Festeja-se no primeiro dia de Novembro o Dia de Todos os Santos. Nesse dia havia missa e procissão em Quadrazais.
Era nesse dia que se deixavam os castanheiros, podendo, quem quisesse, fazer neles o rebusco, munido duma cesta e dum martelo de madeira que funcionava com dois gumes. À tarde a rapaziada fazia grandes magustos, acompanhando as castanhas assadas com aguardente, anis ou jeropiga.
Em Quadrazais não havia água-pé. Enquanto assavam as castanhas até jogavam ao contras ou cabeças com palitos (com a aberto=fósforos). Seguia-se a procissão ao cemitério, com as campas enfeitadas com muitas flores e com várias velas acesas. À noite os pais mandavam os filhos entregar um bocado de pão aos mais pobres.
######
Continue o texto sobre o Dia de Todos os Santos em Quadrazais a partir da última frase apresentada. Os itens não têm qualquer relação com o texto.

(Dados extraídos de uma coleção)
######
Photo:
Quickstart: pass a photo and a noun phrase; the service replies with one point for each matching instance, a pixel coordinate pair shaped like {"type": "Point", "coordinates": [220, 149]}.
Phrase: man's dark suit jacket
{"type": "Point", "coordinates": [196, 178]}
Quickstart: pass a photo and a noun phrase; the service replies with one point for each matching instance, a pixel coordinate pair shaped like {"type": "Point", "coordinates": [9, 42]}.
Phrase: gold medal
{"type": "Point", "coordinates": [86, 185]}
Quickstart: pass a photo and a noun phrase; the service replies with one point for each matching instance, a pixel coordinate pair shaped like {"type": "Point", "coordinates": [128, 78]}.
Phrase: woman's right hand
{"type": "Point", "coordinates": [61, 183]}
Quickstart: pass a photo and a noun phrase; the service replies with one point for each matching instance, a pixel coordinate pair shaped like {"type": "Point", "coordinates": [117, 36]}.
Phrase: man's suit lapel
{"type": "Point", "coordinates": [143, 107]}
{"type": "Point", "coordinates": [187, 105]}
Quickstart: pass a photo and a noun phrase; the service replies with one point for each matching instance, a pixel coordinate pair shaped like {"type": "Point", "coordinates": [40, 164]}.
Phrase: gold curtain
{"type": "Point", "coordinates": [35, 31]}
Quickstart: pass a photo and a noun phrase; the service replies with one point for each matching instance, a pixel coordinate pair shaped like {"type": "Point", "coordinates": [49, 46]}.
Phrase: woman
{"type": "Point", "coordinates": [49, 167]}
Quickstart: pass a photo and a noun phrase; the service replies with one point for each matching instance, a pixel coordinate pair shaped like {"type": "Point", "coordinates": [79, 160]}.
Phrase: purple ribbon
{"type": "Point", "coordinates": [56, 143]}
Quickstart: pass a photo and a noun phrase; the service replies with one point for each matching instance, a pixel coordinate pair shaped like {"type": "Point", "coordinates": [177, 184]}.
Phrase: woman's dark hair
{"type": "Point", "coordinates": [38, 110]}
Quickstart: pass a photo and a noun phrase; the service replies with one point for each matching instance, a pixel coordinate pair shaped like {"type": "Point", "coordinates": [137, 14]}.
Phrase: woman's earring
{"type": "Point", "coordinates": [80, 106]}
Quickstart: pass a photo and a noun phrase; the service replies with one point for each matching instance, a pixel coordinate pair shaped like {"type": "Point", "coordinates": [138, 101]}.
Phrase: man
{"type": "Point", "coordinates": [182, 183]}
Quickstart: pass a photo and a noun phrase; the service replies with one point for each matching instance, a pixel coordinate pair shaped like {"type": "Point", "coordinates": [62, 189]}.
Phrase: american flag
######
RESPOSTA AO PEDIDO —
Neste dia os padrinhos ou aqueles a quem chamavam padrinhos, e eram muitos os afilhados não verdadeiros, já que era hábito em Quadrazais chamar padrinho ou madrinha aos amigos mais velhos já que mais não fosse para receber a rosca, davam a todos os afilhados uma rosca, bolo redondo de trigo com azeite, cozido no forno. O dia de anos era ignorado pelos padrinhos ou até pelos pais e pelo próprio. Nós, miúdos, aguardávamos ansiosos pela rosca que tinha um sabor especial nesse dia. Noutras terras os miúdos vão de casa em casa a pedir o pão por Deus. A origem deste costume deve ser comum, já que o pão ou rosca de farinha é o elemento central.
Em anos mais recuados, o dia 2, Dia de Fiéis Defuntos, também era feriado. De manhã ia-se à missa e à tarde ao cemitério.
Recordando esses tempos da minha infância, de choro pelos que tinham partido, vou reproduzir em verso o que guardo na memória deste dia, às vezes soalheiro, mas na maioria das vezes já bem frio ou até com neve.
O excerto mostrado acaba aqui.